> [EXERCISE SET]:
1: Answer these questions using the passage on Red Team science:
(a) What do co-authors guarantee with their reputation?
(b) Which foundation partly funded the BEST project?
(c) What does Berkeley Earth now mainly work on?
2: Repeat the passage on Red Team science word for word, from "Red Team science" up to and including "Koch Brother organisations.".

An important Red Team consists of your co-authors. Modern science is mostly done in teams. That is more efficient, reduces the chances of rookie errors and very easy due to the internet. The co-authors guarantee with their reputation for the quality of the study, especially for the part where they have expertise.

None of these steps are perfect and journalists should get away from their single-study fetish. But together these steps ensure that the quality of the scientific literature as a whole is high.

(It is actually good that none of these steps are perfect. Science works on the boundary of what is known, scientists that do not make errors are not pushing themselves enough. If peer review would only pass perfect articles that would be highly inefficient and not much would be published, it normally takes several people and studies until something is understood. It is helpful that the scientific literature is high quality, it does not need to be perfect.)

Andrew Revkin should know not to judge the quality of science by single papers or single scientists, that peer review does not need to be perfect and did not exist for most of the scientific era. But being a false balance kind of guy he regrettably uses "Peer review is often not as adversarial as intended" as argument to see merit in a Red Team exercise. While simultaneously acknowledging that "All signs point to political theater"

Red Team science

An optimistic person may think that the Red Team proposal of the Trump administration will follow the scientific method. We already had the BEST project of the conservative physics professor Richard Muller. BEST was a team of outside people have a look at the warming over land estimated from weather station observations. This project was funded in part by the Charles G. Koch Foundation. the Heartland Institute, hard core deniers funded by Koch Brother organisations.

The BEST project found that the previous scientific assessments of the warming were right.



The BEST project is also a reason not to be too optimistic about Pruitt's proposal. Before BEST published their results mitigation sceptics were very enthusiastic about their work and one of their main bloggers, Anthony Watts, claimed that their methods were so good and he would accept the outcome no matter the result. That changed when the result was in.

Judith Curry was part of BEST, but left before she would have had to connect her name with the results. Joseph Majkut of Niskanen Center, who wrote an optimistic Red Team article, claims there were people who changed their minds due to BEST, but did not give any examples yet.

It also looks as if BEST was punished for the result that was inconvenient for the funders. The funders are apparently no longer interest in studying the quality of climate observations. Berkeley Earth now mainly works on air pollution. While BEST did not even look at the largest part of the Earth yet: the oceans. The nice thing of being funded by national science foundations is that they care about the quality of the work, but not the outcomes.

Collected data
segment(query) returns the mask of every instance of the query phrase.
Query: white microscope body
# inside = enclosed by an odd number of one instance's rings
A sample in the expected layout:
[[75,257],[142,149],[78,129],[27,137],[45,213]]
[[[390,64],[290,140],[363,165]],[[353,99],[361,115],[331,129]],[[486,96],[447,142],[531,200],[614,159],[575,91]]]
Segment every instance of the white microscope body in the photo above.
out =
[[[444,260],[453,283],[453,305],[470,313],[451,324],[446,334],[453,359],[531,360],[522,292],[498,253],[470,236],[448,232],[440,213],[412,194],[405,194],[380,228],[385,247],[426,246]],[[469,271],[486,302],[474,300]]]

> [ANSWERS TO THE TASKS]:
1:
(a) The quality of the study, especially for the part where they have expertise.
(b) The Charles G. Koch Foundation.
(c) Air pollution.

2:
Red Team science

An optimistic person may think that the Red Team proposal of the Trump administration will follow the scientific method. We already had the BEST project of the conservative physics professor Richard Muller. BEST was a team of outside people have a look at the warming over land estimated from weather station observations. This project was funded in part by the Charles G. Koch Foundation. the Heartland Institute, hard core deniers funded by Koch Brother organisations.